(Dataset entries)

==*==

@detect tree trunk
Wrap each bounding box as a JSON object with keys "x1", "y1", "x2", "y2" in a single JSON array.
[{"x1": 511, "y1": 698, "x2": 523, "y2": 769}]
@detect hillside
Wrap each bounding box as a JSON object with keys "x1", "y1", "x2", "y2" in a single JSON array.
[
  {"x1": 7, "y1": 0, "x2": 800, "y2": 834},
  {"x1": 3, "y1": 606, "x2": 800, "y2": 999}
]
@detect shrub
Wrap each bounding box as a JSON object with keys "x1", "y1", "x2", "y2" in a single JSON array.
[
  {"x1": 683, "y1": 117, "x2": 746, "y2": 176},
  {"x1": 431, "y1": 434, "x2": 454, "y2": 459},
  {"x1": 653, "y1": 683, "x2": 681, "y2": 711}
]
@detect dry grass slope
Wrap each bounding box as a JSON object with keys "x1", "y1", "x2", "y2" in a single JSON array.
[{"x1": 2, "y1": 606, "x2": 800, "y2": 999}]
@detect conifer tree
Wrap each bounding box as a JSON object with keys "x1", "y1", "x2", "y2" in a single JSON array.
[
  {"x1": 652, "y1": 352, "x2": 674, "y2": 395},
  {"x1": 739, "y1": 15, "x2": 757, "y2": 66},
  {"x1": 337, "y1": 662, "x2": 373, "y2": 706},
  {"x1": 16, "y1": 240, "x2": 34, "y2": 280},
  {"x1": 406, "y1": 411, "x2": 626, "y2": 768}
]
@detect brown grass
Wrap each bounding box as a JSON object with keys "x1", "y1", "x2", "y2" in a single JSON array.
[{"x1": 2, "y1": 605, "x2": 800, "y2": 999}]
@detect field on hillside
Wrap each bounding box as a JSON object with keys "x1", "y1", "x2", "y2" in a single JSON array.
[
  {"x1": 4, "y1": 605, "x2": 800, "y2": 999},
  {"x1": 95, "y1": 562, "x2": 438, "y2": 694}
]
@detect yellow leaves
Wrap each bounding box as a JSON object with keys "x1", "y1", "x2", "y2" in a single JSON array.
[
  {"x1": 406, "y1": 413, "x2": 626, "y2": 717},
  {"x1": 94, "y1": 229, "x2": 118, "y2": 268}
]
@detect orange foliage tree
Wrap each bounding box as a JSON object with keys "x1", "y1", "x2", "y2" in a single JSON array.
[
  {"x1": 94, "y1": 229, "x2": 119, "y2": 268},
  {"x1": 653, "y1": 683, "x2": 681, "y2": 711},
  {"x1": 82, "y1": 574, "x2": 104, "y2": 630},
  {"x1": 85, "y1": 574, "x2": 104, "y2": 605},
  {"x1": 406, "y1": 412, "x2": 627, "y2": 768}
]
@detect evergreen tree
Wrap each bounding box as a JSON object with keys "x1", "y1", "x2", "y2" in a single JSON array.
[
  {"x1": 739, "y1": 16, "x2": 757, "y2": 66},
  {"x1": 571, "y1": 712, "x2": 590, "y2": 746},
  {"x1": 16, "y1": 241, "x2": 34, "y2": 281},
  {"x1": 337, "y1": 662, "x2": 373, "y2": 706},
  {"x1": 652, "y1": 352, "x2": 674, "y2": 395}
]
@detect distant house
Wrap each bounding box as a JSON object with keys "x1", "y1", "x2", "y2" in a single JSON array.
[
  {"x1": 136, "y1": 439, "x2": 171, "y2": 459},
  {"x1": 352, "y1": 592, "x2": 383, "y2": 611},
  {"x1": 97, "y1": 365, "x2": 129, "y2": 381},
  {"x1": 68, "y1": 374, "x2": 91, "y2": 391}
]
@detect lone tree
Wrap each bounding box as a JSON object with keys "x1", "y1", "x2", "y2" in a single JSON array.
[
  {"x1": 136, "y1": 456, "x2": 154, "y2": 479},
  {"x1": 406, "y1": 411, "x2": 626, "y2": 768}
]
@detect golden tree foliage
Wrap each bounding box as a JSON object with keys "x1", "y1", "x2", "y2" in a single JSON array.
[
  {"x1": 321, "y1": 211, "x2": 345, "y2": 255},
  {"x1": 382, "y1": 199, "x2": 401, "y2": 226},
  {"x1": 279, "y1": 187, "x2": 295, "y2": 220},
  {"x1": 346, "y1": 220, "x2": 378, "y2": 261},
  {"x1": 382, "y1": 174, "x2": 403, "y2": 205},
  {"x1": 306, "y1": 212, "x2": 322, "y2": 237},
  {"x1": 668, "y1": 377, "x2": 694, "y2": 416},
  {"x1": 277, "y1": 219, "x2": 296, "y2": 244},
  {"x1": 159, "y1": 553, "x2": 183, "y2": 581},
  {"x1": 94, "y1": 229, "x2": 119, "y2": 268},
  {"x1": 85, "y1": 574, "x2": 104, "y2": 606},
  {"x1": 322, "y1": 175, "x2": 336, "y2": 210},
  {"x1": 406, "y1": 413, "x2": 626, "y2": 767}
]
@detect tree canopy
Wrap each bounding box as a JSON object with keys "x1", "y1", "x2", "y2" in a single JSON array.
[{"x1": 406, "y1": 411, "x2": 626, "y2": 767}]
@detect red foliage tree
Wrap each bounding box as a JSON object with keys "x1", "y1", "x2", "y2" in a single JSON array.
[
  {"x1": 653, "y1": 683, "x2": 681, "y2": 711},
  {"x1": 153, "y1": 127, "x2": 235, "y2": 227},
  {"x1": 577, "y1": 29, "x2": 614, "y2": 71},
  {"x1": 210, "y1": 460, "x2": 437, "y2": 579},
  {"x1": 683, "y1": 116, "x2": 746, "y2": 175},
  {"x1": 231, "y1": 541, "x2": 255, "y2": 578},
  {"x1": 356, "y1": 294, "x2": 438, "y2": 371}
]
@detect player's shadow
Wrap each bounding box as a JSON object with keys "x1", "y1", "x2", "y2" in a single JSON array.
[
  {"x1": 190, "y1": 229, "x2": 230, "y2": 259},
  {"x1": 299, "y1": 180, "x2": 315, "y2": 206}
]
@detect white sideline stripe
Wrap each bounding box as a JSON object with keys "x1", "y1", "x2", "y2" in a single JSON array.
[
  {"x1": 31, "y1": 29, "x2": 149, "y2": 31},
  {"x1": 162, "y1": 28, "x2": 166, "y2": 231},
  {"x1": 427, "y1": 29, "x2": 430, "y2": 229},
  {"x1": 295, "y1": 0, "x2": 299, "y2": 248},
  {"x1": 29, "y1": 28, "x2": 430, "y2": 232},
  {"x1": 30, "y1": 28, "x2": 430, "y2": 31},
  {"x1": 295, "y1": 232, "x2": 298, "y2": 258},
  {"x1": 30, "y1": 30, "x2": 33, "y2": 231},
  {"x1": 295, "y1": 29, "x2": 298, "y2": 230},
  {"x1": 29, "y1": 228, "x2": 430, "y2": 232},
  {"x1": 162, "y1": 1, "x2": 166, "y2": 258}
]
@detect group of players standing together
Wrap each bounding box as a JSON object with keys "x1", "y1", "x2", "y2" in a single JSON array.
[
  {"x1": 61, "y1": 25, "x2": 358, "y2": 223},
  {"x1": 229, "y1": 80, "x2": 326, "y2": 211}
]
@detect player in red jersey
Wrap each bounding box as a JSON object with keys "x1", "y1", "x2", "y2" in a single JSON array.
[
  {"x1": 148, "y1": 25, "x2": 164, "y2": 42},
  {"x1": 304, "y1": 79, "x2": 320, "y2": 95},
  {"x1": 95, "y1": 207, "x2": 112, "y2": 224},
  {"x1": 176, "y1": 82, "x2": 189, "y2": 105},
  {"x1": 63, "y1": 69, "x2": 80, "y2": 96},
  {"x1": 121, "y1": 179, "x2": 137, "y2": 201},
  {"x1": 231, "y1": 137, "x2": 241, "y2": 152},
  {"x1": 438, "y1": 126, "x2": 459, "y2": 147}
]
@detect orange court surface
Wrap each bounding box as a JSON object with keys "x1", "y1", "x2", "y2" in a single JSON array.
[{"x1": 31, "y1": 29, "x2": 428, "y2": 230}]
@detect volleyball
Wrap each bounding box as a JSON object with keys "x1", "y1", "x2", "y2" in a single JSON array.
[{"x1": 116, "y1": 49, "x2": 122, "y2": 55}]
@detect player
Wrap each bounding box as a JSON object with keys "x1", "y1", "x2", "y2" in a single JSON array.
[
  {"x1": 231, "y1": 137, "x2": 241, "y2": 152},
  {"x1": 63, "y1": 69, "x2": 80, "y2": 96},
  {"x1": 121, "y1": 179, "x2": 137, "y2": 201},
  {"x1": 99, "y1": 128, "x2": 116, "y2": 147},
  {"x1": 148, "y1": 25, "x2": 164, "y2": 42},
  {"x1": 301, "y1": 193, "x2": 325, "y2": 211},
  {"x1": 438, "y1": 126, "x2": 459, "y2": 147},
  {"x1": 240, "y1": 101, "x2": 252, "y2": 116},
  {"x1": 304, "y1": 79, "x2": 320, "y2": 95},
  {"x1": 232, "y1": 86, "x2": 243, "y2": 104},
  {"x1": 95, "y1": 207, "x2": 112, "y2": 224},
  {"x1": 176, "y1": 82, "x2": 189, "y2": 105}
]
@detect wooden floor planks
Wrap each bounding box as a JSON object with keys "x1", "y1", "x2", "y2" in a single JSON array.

==*==

Requirement:
Using the data above, copy each line that contains "tree".

Solution to the exercise:
@detect tree trunk
@detect conifer tree
@detect orange foliage tree
@detect evergreen tree
@detect lone tree
@detect golden tree foliage
@detect tree canopy
@detect red foliage tree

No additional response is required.